Can you rewrite every line of the items below as a Markdown table, with a column Row for the row number and a column Text for the line itself, leaving out any blank lines?

━━━━━━━━━━━━━━━━━━━━

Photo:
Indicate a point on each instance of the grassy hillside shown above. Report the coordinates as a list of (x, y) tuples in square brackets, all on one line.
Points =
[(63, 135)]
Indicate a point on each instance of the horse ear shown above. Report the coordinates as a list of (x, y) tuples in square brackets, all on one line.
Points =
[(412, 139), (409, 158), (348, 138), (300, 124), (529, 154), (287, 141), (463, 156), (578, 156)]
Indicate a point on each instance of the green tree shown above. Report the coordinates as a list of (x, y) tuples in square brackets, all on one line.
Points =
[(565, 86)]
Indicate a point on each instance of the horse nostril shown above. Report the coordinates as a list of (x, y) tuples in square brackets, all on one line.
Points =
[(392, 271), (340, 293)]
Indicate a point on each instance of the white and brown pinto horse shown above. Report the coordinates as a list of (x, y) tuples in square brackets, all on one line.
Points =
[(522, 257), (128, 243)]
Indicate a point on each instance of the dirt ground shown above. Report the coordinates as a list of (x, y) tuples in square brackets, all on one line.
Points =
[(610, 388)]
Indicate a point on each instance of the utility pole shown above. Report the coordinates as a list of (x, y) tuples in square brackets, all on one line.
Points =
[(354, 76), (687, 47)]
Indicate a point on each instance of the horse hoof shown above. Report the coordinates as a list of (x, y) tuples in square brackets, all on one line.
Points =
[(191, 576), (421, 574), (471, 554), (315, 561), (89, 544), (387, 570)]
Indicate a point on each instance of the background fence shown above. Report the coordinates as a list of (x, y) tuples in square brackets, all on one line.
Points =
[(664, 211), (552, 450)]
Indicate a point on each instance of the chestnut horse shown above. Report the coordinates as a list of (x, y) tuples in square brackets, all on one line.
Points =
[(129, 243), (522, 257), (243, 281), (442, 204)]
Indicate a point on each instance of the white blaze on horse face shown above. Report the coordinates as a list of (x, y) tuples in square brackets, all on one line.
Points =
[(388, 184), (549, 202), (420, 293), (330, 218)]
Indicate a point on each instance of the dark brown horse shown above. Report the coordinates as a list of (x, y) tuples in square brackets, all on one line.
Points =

━━━━━━━━━━━━━━━━━━━━

Answer to the problem:
| Row | Text |
|---|---|
| 1 | Photo: |
| 2 | Indicate a point on each instance of the grassy hillside shown above. Report the coordinates as a list of (x, y) tuples in square brackets, all on one line. |
| 3 | Points = |
| 4 | [(63, 135)] |
| 5 | Indicate a point on each instance of the horse ear shown above. Report the coordinates as a list of (x, y) tuples in square brackets, all on one line. |
| 6 | Points = |
| 7 | [(412, 139), (409, 158), (348, 138), (300, 124), (529, 154), (287, 141), (463, 156), (578, 156)] |
| 8 | Indicate a point on each instance of the green tree shown above. Report the coordinates as a list of (x, y) tuples in square brackets, all on one line. |
| 9 | Points = |
| 10 | [(565, 86)] |
| 11 | Indicate a point on each instance of the horse nostril shown above. Report the coordinates as a list of (x, y) tuples in square brackets, all on one line. |
| 12 | Points = |
| 13 | [(392, 271), (340, 293)] |
| 14 | Indicate a point on each instance of the white and brown pinto horse shown above. Report the coordinates as a list of (x, y) tuples in square brackets, all on one line. |
| 15 | Points = |
| 16 | [(522, 257), (128, 243)] |
| 17 | Indicate a point on each instance of the dirt ground shown above. Report the coordinates as a list of (x, y) tuples in square brackets, all on one line. |
| 18 | Points = |
| 19 | [(610, 388)] |
| 20 | Indicate a point on each instance of the utility pole shown above. Report the coordinates as a list of (x, y) tuples in square brackets, all on one line. |
| 21 | Points = |
| 22 | [(354, 76), (687, 47)] |
| 23 | Indicate a point on each instance of the horse hoof shown above. Report the coordinates as a list of (x, y) tuples in square brackets, all on one line. |
| 24 | Points = |
| 25 | [(191, 576), (421, 574), (471, 554), (315, 561), (89, 544), (387, 570)] |
| 26 | Indicate a point on each instance of the background fence shown above. Report the coordinates as a list of (x, y) tuples in square brackets, all on one line. |
| 27 | Points = |
| 28 | [(664, 211), (552, 450)] |
| 29 | Indicate a point on each instance of the chestnut horse shown above. Report the coordinates as a list of (x, y) tuples in square brackets, all on one line. |
| 30 | Points = |
| 31 | [(129, 243), (522, 257), (243, 281), (442, 204)] |
| 32 | Indicate a point on each instance of the white blaze on horse face shown above. Report the coordinates as a list of (x, y) tuples in square brackets, all on one line. |
| 33 | Points = |
| 34 | [(388, 184), (549, 202), (420, 293), (330, 218)] |
| 35 | Indicate a point on each instance of the dark brown horse shown above. Report the coordinates as a list of (x, y) tuples in square brackets, all on one line. |
| 36 | Points = |